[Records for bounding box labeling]
◆ ◆ ◆ ◆ ◆ ◆ ◆

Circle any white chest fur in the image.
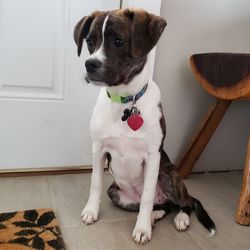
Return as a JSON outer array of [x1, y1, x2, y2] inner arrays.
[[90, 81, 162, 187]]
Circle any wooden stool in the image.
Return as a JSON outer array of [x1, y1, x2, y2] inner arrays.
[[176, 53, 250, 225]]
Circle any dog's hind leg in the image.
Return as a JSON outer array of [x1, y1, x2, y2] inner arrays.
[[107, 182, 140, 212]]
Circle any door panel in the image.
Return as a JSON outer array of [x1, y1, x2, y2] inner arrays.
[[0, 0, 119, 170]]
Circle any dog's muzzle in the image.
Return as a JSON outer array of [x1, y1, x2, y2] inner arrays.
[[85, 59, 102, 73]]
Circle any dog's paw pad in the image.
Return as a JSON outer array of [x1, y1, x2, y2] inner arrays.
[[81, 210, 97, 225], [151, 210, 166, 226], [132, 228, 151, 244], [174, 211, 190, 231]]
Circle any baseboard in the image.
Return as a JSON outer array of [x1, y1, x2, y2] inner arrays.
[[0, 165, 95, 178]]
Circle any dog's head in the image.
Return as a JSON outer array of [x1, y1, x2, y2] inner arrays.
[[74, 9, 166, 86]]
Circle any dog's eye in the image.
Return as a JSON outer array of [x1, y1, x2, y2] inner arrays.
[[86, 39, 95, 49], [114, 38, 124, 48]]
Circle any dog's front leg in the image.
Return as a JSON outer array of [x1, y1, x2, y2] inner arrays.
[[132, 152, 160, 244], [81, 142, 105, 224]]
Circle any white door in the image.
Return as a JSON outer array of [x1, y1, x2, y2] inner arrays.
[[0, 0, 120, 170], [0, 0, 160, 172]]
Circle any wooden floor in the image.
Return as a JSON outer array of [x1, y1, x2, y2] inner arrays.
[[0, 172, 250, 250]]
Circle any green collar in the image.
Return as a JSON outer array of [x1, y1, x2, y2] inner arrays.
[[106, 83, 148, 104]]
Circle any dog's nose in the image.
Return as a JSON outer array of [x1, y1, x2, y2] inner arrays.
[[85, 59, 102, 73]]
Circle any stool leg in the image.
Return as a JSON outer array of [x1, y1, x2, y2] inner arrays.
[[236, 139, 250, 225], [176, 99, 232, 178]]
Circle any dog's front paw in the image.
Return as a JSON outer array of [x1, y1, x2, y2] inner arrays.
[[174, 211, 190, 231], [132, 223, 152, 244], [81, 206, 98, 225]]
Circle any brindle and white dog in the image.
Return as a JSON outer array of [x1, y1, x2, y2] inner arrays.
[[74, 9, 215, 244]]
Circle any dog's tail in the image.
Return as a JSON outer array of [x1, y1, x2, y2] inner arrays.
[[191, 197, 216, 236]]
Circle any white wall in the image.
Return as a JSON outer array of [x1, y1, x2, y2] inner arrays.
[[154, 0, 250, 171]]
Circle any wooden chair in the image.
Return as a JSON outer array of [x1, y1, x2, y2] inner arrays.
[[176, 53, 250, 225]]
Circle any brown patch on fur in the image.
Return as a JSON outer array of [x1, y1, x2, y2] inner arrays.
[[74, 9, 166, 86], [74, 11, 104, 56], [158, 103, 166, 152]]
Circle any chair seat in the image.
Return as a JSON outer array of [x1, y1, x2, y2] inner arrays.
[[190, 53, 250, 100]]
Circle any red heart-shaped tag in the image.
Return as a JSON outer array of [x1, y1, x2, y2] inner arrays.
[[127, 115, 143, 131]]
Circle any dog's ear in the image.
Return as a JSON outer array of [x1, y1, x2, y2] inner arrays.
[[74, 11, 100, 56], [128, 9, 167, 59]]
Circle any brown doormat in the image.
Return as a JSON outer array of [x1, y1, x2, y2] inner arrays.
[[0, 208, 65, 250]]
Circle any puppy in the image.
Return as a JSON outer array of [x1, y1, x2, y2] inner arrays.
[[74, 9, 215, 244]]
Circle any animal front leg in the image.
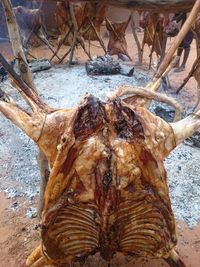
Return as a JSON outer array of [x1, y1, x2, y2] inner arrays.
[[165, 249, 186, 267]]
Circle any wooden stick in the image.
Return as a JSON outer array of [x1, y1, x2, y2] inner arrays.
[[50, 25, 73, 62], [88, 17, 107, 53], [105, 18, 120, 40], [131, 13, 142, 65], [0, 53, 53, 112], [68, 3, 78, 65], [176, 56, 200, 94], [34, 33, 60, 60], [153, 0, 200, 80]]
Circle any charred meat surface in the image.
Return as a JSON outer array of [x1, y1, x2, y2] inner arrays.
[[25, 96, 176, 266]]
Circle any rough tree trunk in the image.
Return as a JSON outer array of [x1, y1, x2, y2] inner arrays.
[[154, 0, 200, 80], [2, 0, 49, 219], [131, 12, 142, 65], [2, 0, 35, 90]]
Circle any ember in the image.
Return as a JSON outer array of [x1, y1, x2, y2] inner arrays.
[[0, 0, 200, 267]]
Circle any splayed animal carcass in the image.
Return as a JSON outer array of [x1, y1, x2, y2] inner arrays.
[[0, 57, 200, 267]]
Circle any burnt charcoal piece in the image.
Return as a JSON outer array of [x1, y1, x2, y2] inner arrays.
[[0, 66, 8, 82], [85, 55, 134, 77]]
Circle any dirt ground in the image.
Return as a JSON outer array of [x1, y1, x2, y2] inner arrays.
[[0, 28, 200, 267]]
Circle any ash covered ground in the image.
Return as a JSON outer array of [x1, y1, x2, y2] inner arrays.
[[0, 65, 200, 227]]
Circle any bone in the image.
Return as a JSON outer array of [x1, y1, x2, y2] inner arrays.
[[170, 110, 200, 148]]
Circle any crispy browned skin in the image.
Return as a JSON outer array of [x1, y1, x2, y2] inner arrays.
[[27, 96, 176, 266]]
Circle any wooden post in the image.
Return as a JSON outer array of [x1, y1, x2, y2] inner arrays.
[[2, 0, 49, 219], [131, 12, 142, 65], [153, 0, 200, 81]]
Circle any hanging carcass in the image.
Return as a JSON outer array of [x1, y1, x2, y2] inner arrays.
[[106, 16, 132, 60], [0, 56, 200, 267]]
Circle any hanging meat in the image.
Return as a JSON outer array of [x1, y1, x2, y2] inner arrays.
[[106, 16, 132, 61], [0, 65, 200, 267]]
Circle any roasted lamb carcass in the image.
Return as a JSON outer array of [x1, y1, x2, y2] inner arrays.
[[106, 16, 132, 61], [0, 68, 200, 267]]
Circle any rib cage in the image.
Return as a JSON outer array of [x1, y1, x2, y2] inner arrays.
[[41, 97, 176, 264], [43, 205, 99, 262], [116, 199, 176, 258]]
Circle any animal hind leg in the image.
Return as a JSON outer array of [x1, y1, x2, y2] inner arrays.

◆ ◆ ◆ ◆ ◆ ◆ ◆

# Exercise aim
Copy the records word for word from the beginning through the line containing "[[236, 139, 250, 225], [176, 99, 232, 178]]", including that line. Leave the pictures out of your copy.

# Task solution
Circle any white chest fur in the image.
Return as a JSON outer array of [x1, y1, x2, y2] inner arrays.
[[90, 81, 162, 187]]
Circle any wooden stool in the image.
Return as a JSON outer array of [x1, y1, x2, y2] inner arrays.
[[176, 53, 250, 225]]
Circle any dog's hind leg in the image.
Return as a JSON outer array of [x1, y1, x2, y2] inner arrays.
[[107, 182, 140, 212]]
Circle any door panel in the image.
Return as a JSON outer array of [x1, y1, x2, y2] inner arrays.
[[0, 0, 119, 170]]
Circle any dog's muzzle in the image.
Return as a JSON outer array of [x1, y1, x2, y2] inner arrays.
[[85, 59, 102, 73]]
Circle any dog's paw pad in the image.
Return as a JSON outer array of [x1, y1, x2, y2] inner arrays.
[[81, 210, 97, 225], [151, 210, 166, 226], [132, 228, 151, 244], [174, 211, 190, 231]]
Circle any baseboard in the image.
Return as a JSON outer array of [x1, y1, x2, y2] inner arrays.
[[0, 165, 95, 178]]
Circle any dog's head in the image.
Return as a JSON outer array of [x1, y1, x2, y2] inner arrays.
[[74, 9, 166, 86]]
Circle any dog's eye in the image.
Return as a JSON outer array of [x1, y1, x2, y2] inner arrays.
[[86, 39, 95, 49], [114, 38, 124, 48]]
Circle any dog's front leg in the image.
Return as a JSON outer array of [x1, y1, x2, y2] inner arrays.
[[132, 152, 160, 244], [81, 142, 105, 224]]
Circle any white door in the image.
Return as a JSON outer array of [x1, y1, x2, y2] inner arrays.
[[0, 0, 120, 170], [0, 0, 160, 172]]
Circle any wooden floor in the image.
Return as a JSON outer array of [x1, y1, x2, y2] inner arrays.
[[0, 172, 250, 250]]
Circle any green collar in the image.
Return as a JSON outer array of [x1, y1, x2, y2] inner arrays.
[[106, 83, 148, 104]]
Circle any dog's nose in the image.
Return as a JSON outer array of [x1, y1, x2, y2] inner arrays.
[[85, 59, 102, 73]]
Circle any stool leg in the image.
Return as a JSON outer array of [x1, y1, x2, y2] inner arrays.
[[236, 139, 250, 225], [176, 99, 232, 178]]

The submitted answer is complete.